Let’s just say the humbug and sanctimony of Waters, her unintelligible guff, the ducking and weaving from the values the Greens campaign on mean that their brand of woo-woo politics is not suited to serious issues.

Consider the irony of Steggall, a former lawyer and the most senior teal independent, claiming that it is disgusting to keep pursuing this issue. Steggall made the issues about Higgins by tut-tutting a young female journalist, telling her she couldn’t understanding what it’s like to be the victim of a sexual assault.

The story has gone beyond Brittany Higgins. Picture: Supplied
The story has gone beyond Brittany Higgins. Picture: Supplied

Steggall knows nothing about this journalist, or any other female journalist, and their experiences with sexual assault. Sexual assault is not the issue, Ms Steggall.

The story is not about Higgins.

It’s about Labor, its participation in the weaponisation of a lie and its treatment of Reynolds and Brown. And Ms Steggall, now it’s also about you.

The teals have written themselves into this tawdry scandal. They have inserted a new chapter, a perverse morality tale about the hollowing out of standards by female politicians who are letting Labor off the hook, compounding the trauma that Reynolds and Brown have already suffered by being ensnared in a lie.

PROBLEM SET =>
[a] According to the commentary, what was Steggall's former profession?
[b] Reproduce the passage of the commentary that begins at the words "The story is" and stops after "ensnared in a lie.".
The material is separate from the commentary.

DATA SHOWN =>
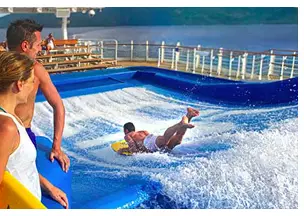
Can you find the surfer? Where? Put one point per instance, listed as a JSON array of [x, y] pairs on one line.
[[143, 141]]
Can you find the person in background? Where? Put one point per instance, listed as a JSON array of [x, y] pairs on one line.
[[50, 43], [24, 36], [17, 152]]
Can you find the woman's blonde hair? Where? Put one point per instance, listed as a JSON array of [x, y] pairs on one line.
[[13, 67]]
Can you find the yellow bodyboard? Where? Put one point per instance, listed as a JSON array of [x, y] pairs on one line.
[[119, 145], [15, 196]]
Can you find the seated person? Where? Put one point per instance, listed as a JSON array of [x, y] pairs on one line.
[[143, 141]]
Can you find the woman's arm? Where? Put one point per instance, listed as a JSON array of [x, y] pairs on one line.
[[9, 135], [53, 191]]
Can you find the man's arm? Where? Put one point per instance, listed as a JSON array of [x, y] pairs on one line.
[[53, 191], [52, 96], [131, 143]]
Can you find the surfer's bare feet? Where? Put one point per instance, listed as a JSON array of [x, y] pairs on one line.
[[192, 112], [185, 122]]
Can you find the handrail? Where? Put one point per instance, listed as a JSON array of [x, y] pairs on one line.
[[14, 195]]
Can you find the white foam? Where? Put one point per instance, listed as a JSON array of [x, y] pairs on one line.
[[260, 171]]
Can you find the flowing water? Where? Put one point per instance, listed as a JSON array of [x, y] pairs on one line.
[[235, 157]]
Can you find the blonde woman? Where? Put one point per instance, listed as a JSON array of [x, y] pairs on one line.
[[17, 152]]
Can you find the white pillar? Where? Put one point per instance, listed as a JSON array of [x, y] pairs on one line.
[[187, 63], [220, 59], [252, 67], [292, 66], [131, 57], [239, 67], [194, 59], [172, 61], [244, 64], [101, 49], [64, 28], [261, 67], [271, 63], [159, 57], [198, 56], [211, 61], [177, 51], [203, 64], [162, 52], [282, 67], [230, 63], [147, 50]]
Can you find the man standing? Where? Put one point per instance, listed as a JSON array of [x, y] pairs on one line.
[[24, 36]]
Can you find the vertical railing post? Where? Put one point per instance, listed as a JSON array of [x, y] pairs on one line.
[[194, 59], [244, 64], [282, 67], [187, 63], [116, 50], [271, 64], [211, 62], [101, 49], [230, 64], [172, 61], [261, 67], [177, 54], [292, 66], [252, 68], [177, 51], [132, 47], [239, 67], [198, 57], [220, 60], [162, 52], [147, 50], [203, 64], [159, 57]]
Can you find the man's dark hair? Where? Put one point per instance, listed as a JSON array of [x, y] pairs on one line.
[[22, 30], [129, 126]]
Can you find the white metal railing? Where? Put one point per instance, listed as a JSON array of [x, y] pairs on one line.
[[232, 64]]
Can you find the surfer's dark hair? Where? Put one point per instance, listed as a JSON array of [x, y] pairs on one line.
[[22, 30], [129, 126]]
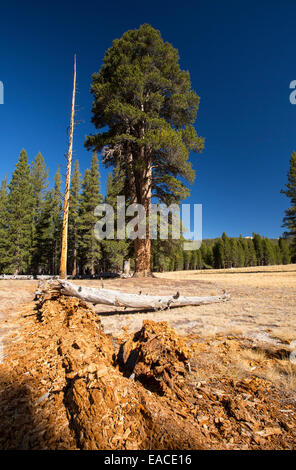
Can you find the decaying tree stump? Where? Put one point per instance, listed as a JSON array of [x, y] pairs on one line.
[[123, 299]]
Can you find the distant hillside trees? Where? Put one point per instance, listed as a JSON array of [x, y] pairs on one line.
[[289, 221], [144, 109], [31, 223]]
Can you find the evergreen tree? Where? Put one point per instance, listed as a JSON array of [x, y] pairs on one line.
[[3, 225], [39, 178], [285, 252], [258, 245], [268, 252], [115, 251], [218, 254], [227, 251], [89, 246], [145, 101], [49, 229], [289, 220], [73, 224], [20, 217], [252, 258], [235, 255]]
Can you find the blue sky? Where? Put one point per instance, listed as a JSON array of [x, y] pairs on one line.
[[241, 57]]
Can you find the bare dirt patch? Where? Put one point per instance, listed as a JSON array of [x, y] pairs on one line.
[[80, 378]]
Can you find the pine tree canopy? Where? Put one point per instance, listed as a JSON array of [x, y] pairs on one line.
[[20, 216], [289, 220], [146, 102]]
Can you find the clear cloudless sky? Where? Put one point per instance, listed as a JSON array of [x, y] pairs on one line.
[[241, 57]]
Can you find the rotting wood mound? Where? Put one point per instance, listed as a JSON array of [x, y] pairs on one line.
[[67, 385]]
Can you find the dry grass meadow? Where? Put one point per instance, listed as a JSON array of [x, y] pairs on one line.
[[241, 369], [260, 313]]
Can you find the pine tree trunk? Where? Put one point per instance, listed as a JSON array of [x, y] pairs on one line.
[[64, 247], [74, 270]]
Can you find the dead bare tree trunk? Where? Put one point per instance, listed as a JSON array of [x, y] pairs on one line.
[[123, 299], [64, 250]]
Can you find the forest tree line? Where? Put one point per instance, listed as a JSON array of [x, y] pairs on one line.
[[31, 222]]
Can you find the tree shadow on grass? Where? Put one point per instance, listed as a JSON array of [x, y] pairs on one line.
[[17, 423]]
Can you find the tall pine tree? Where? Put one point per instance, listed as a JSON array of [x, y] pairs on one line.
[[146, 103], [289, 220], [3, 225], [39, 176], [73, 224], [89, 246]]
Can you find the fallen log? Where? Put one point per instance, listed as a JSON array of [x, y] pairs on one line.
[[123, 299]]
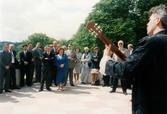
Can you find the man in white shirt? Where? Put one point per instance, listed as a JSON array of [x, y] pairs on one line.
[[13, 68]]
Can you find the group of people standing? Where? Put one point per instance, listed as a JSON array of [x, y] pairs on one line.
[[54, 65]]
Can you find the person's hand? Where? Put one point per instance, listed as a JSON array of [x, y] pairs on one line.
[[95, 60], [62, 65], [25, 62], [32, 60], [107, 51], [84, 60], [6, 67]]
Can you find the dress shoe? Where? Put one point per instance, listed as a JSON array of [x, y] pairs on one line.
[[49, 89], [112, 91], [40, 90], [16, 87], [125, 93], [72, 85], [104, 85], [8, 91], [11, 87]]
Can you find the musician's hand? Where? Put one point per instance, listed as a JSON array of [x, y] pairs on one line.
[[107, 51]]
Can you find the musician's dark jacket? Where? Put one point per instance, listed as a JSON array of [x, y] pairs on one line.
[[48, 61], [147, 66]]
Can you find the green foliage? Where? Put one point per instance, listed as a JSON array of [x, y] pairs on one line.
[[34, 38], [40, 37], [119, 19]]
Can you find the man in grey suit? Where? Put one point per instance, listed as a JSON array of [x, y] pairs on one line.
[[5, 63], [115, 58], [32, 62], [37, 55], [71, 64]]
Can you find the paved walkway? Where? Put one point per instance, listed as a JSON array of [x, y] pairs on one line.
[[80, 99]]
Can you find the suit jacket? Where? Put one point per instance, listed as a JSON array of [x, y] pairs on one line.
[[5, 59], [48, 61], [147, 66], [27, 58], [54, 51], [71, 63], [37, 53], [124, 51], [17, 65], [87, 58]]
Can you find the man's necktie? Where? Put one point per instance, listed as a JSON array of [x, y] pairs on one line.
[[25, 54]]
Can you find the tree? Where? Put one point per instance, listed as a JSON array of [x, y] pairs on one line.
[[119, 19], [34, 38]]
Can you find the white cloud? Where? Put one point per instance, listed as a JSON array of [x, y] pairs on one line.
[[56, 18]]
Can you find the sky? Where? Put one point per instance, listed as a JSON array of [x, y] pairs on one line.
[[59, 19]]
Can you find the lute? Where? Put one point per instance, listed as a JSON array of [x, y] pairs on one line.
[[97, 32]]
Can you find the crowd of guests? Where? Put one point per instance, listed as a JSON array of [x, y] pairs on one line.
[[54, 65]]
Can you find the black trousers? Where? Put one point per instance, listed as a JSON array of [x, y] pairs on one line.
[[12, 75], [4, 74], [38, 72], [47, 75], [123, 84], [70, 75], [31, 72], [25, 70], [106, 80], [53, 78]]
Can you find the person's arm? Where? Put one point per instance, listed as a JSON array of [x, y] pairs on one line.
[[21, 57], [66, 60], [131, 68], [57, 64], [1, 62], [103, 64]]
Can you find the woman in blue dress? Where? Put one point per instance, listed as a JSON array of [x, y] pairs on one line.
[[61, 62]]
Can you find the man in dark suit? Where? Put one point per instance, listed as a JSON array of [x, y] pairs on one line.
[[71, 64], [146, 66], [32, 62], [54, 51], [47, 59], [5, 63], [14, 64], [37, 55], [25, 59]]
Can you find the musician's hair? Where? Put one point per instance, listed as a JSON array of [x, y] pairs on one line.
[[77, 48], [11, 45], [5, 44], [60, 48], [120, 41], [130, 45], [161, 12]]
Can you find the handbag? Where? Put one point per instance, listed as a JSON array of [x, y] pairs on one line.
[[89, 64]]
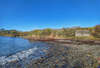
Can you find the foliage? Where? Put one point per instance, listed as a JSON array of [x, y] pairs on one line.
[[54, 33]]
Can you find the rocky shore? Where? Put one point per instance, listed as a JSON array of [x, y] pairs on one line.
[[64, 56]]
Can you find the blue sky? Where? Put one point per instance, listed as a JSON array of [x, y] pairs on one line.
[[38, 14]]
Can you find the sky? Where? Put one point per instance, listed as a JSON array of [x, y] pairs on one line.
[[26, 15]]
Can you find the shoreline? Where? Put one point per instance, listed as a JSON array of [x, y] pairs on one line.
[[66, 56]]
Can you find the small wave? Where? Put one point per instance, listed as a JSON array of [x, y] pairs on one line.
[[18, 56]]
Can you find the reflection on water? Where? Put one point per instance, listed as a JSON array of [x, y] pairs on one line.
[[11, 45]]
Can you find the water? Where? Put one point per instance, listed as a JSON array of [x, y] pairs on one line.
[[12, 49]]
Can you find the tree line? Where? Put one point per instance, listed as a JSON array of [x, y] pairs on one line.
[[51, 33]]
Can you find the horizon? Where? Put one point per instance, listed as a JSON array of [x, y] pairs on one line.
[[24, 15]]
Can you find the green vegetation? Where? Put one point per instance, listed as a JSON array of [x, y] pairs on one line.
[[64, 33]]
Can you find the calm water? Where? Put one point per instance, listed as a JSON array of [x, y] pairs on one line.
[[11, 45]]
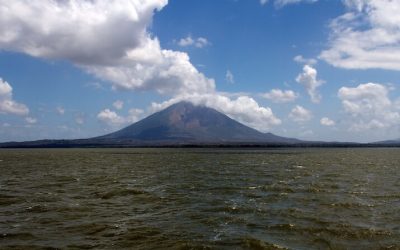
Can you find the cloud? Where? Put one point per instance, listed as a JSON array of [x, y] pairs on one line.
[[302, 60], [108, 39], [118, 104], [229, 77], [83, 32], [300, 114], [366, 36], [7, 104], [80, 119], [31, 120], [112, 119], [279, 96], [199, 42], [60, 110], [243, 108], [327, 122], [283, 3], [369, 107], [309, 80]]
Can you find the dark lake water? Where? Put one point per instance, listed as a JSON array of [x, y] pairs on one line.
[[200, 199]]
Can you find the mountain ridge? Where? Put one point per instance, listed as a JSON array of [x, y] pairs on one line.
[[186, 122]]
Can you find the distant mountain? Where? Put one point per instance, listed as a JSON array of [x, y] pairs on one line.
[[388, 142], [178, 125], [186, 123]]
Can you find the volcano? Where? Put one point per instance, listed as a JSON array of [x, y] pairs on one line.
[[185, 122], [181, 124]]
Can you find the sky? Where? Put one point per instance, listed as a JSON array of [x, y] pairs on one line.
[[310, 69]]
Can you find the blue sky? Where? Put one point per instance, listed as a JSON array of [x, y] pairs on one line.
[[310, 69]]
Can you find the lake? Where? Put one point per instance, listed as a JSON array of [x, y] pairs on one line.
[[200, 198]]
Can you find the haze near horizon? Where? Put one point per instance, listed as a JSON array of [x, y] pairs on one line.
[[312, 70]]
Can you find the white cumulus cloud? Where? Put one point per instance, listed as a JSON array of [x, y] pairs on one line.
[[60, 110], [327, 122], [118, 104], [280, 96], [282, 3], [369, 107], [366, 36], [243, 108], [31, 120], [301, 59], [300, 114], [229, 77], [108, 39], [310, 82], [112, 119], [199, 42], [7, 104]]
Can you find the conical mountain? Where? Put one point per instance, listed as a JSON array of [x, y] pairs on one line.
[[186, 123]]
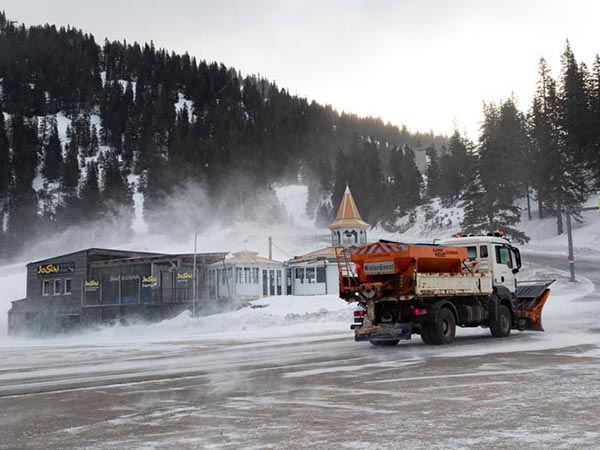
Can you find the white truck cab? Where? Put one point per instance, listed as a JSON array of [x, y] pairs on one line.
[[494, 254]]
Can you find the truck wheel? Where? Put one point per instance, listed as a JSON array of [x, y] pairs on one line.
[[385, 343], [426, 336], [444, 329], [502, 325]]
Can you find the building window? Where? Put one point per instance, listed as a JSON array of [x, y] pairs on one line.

REPLIES =>
[a] She was a lawyer.

[b]
The story is not about Higgins.

It’s about Labor, its participation in the weaponisation of a lie and its treatment of Reynolds and Brown. And Ms Steggall, now it’s also about you.

The teals have written themselves into this tawdry scandal. They have inserted a new chapter, a perverse morality tale about the hollowing out of standards by female politicians who are letting Labor off the hook, compounding the trauma that Reynolds and Brown have already suffered by being ensnared in a lie.